Set task: Rewrite the stretch of lines below, from the line containing "Where is each instance of the arched" through the line containing "point(789, 172)", as a JSON list of strings. Each line becomes one string, blank lines are left out, both end lines are included, and nothing outside the stretch is added.

Record list:
···

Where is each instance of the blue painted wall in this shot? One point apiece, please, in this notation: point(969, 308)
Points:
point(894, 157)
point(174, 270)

···

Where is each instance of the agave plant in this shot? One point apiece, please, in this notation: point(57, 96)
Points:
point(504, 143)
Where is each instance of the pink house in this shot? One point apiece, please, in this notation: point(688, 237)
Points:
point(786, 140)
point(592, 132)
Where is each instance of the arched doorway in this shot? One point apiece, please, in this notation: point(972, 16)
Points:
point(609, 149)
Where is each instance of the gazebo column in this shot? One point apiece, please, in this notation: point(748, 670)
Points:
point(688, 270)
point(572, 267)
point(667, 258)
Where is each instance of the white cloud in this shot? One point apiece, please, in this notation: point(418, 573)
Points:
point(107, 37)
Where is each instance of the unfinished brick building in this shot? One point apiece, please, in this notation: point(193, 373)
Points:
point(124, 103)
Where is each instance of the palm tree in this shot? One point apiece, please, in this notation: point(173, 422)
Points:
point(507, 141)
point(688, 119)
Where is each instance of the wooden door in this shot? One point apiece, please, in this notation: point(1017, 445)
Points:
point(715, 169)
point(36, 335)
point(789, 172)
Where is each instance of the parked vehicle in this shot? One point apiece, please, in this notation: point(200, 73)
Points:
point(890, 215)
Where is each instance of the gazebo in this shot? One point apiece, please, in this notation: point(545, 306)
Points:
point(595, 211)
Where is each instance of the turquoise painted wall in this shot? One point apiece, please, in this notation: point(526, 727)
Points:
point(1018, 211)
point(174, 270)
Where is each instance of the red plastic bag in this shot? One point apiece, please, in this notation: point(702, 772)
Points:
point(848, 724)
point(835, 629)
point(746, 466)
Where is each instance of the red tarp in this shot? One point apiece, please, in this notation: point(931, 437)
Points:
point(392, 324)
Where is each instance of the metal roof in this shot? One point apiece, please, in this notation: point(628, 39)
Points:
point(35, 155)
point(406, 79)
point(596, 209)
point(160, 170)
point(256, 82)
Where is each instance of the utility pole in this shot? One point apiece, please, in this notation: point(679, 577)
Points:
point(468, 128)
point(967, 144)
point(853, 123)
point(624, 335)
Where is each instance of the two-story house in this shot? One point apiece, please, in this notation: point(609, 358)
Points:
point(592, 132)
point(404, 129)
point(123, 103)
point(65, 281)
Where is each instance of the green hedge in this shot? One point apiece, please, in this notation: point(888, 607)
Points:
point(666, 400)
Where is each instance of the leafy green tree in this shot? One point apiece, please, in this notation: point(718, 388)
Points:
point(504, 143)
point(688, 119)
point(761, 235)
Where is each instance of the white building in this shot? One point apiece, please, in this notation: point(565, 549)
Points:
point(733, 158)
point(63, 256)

···

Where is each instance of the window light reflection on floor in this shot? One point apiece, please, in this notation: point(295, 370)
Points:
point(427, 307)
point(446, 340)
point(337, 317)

···

Answer to the task:
[
  "Where is each instance of the arched doorway in this shot? One point apiece, please, in this notation: point(972, 16)",
  "Points:",
  "point(609, 149)",
  "Where is each instance of the gazebo column in this shot? One point apiece, please, in this notation: point(748, 670)",
  "Points:",
  "point(688, 270)",
  "point(572, 267)",
  "point(667, 258)",
  "Where is each instance of the white cloud in this shot? One point apiece, please, in this notation: point(418, 573)",
  "Points:",
  "point(107, 37)",
  "Where is each instance of the unfinished brick building in this shot? One point apiece, please, in this notation: point(193, 373)",
  "Points:",
  "point(124, 103)",
  "Where is each instance of the palm tree in this shot? One point apiece, please, in this notation: point(173, 422)",
  "Points:",
  "point(507, 141)",
  "point(688, 119)",
  "Where is each instance of the wooden door in this shot? One point apiece, please, in this notation: point(1017, 445)",
  "Points:",
  "point(715, 169)",
  "point(36, 335)",
  "point(789, 172)"
]